Assignment: Your answer must be the full set of records, repeated exactly.

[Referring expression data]
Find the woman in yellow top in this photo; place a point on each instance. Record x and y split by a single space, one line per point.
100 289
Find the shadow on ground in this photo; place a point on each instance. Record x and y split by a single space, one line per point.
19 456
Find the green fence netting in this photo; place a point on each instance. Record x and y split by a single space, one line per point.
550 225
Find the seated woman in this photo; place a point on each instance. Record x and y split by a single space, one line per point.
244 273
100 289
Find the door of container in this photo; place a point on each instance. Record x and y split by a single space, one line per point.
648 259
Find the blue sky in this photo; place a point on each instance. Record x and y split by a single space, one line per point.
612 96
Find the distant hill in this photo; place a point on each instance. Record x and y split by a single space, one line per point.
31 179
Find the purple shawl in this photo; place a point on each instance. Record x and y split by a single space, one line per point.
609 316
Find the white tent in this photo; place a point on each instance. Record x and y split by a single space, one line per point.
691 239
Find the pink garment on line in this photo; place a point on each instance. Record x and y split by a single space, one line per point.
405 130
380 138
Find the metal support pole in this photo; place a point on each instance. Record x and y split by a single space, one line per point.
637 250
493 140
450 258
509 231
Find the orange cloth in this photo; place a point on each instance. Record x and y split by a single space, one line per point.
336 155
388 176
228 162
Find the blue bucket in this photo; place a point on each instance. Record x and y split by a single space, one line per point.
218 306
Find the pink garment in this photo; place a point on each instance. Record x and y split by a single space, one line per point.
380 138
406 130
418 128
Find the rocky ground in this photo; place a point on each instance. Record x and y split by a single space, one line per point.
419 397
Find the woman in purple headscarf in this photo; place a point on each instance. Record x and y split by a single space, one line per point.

Answer to this problem:
Find the woman in yellow top in this photo; place a point on each instance. Record x and y split by a single space, one line per point.
100 289
Find the shadow on ground in this photo; place a point on each instance. Record x and y split by a single space, one line per point.
19 456
Find the green fence netting in this photo; place a point on each instance. Record x and y split by a single space, one line per point.
550 225
Find the seated woman in this photo; place a point on each instance. Record x and y split by a single space, one line per point.
244 273
100 289
Find the door of container in this photo; place a point on each instance. Record x and y split by a single space, one line per point.
648 259
Find the blue sky in this photo; place a point on each instance. Record x and y split by a single space, one line per point.
612 96
Find the distant hill in this photo; place a point on each instance. Record x and y split by a single space, one line per point.
31 179
Find the purple shawl in this photo; place a point on each instance. Record x and y split by a single space, one line per point.
609 316
Find the white tent in this photo; place a point on each instance. Record x and y split by a single space, one line per point.
691 239
Find the pink garment on line in this photo; place a point on each instance. Record x and y split by a single space, one line per point.
405 130
380 138
Find the metal support pole in this photo; place a point on each instance. Record x and y split by a single space, one line per point.
637 250
493 140
450 258
509 231
Find the orange cloth in this photo; place a point on each instance. Record x and y split by a single space, one line per point.
336 155
388 176
228 162
Find the blue bucket in this photo; place a point on each instance. Record x and y split by a single space, one line per point.
218 306
Find the pink garment in this photo; place a point on each instance. Record x and y split by a single space, one line per point.
380 138
406 130
418 128
Find the rocky ground in this photo; place a point on each instance. Record x and y split by a single space, one line per point.
419 397
Find the woman in purple headscarf in this photo; place a point on each instance. Record x and y split by a single space, one line per point.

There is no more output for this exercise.